What to do ::
Copy the entries below exactly. Images do not belong in the copy.

Supplied entries ::

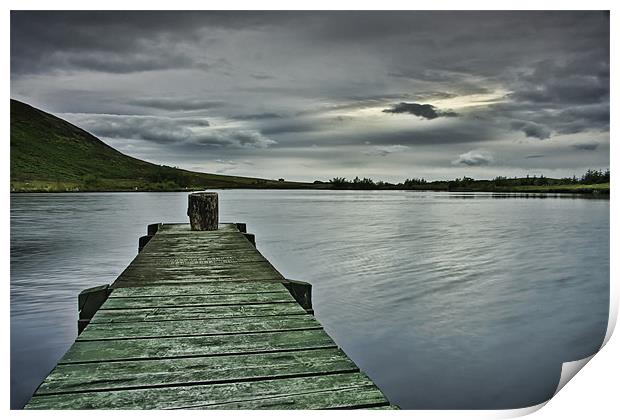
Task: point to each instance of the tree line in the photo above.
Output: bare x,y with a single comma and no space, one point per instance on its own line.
591,176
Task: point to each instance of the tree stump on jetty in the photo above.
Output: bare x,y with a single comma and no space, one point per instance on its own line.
203,211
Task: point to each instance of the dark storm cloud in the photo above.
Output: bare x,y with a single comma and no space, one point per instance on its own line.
267,84
592,145
420,110
474,158
189,131
176,104
260,116
531,129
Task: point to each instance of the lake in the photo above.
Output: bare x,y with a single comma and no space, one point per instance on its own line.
446,300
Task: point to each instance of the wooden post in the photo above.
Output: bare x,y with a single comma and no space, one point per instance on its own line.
203,211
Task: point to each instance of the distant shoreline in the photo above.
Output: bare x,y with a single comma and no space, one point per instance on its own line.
593,189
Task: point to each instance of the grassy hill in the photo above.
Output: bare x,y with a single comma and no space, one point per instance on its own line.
50,154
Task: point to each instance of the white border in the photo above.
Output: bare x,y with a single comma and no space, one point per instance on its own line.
592,394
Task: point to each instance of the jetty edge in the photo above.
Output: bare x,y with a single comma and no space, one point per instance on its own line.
201,320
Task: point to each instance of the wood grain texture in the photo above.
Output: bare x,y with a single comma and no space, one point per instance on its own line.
201,320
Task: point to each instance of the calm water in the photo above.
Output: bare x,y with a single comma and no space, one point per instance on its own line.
445,300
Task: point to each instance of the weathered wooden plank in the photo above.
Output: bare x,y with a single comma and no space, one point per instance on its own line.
199,370
219,288
168,228
340,399
171,253
209,312
195,261
125,330
203,300
236,243
199,395
200,319
159,348
254,271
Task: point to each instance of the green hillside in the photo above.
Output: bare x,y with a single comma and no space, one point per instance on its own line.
50,154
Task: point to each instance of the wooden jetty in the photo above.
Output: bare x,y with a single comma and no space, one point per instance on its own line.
201,320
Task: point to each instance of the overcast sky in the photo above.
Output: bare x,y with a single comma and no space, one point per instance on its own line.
313,95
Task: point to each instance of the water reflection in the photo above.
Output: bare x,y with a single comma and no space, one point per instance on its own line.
428,292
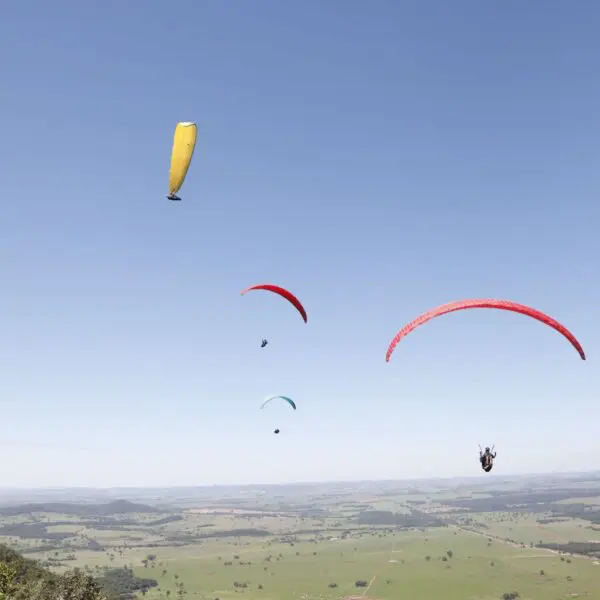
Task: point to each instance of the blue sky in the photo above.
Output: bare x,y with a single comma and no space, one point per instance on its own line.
377,159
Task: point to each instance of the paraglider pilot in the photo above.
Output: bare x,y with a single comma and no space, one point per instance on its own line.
487,459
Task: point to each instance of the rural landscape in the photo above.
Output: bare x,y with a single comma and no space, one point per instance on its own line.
531,538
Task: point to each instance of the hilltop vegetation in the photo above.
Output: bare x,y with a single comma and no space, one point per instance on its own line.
23,579
380,540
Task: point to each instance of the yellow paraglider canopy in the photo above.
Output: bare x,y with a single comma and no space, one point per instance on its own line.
184,142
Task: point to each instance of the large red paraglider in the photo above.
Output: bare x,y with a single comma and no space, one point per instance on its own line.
486,303
283,293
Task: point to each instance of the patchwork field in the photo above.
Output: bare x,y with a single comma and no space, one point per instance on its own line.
385,545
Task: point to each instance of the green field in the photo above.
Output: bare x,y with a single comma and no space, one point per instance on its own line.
322,547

Problem solution ::
Task: point to each instance of the tree line in the photo above.
Output: bare x,y with a single comma and no space, one point per instance on its own line.
591,176
Task: point to each instance of the tree stump on jetty in the photo above.
Output: bare x,y with a single comma and no space, one point per instance on its own line.
203,211
Task: point to each instance of the dark storm cloud in the photo above.
Output: bare x,y with a single comma and no space, one point per instance on its own line.
267,84
592,145
420,110
474,158
189,131
176,104
260,116
531,129
Task: point to each instance of the lake in the photo above.
Output: bare x,y with a single comma and no space, one point per instance on its own line.
446,300
Task: point to each instance of the wooden post in the photo above.
Output: bare x,y with a single comma and no space, one point per instance on its own line.
203,211
Task: point to each instance of the distant shoreline in the photo above.
Output: bare x,y with a single comma and no space, one point per instance on its own line.
593,189
Task: point to each instance of the grassy hill in the photo above.
Output: bare x,y with a single comma and no space, one point per instance on its own line.
50,154
Task: point to each instance of the white border in the photo above.
Output: bare x,y with a single comma and no space, one point per instance on its own line.
592,394
Task: point to each instance of the jetty edge in the photo above.
Output: bare x,y with a single comma and no space, one point per instance on its own line.
201,320
Task: point to each instance of the wood grain texture in the photo above.
Output: bare x,y with a single comma and no space, one point per instance on its own line.
201,320
Task: point to each instance of the calm water in the photo above.
Output: bare x,y with a single comma and no space, one point per instance on its own line.
445,300
Task: point to each instance of the weathered wooden plank in the photo above.
Output: bare x,y with a single comma and no space, one point per instance on its own line.
199,370
219,288
168,228
340,399
171,253
209,312
195,261
125,330
203,300
236,243
199,395
200,319
159,348
254,271
Task: point to each instance of the green hillside in the photo above.
Output: bare x,y with a single comma and no space, one point per instance on its own line.
50,154
Task: point to each instance of the wooden jetty in the photo above.
Output: bare x,y with a single comma and no space, one point per instance on its own line.
201,320
Task: point to each instance of the overcast sky in the photo above.
Output: bare x,y with a single comma and no space, one point per instance on its own line.
313,95
Task: point to each instance of the water reflection in the photo above.
Output: bare x,y with a single comma and no space, one point per instance on its own line.
428,292
Task: point to each instance of the blue sky in the photo above.
Output: bare x,y with a single comma and no space, one point per instance on its own line.
377,159
Task: point to each instance of the paraglider pilot in the photo above.
Output: bare x,y with a single comma and no space, one point per instance on its own line.
487,459
Task: point to each instance of the rural landscape in the photo above.
Output: bare x,y with a single comma and no space, one point per instance on its own line.
531,538
Task: point to each instance of the hilltop vegetation in the photo above.
Output: bare x,y with a single comma and no space, one point per instance on its own line.
23,579
380,540
Task: point to each instance of the yellow paraglider canopy in the photo above.
Output: bare x,y with a single comma and no space, one point per instance on its own line.
184,142
Task: point to each instance of the large red paraglider in the photo above.
Output: bare x,y with a single comma and no space, one point per instance on its own line.
486,303
283,293
Task: point to each instance of the patchwork field in the photo above.
Output: bare x,y with a single comma and no space, one point per instance on its own line.
385,545
Task: point to each instance of the green field in the photo above.
Output: bare x,y with a single comma and no space, one point per instance on its own line.
322,547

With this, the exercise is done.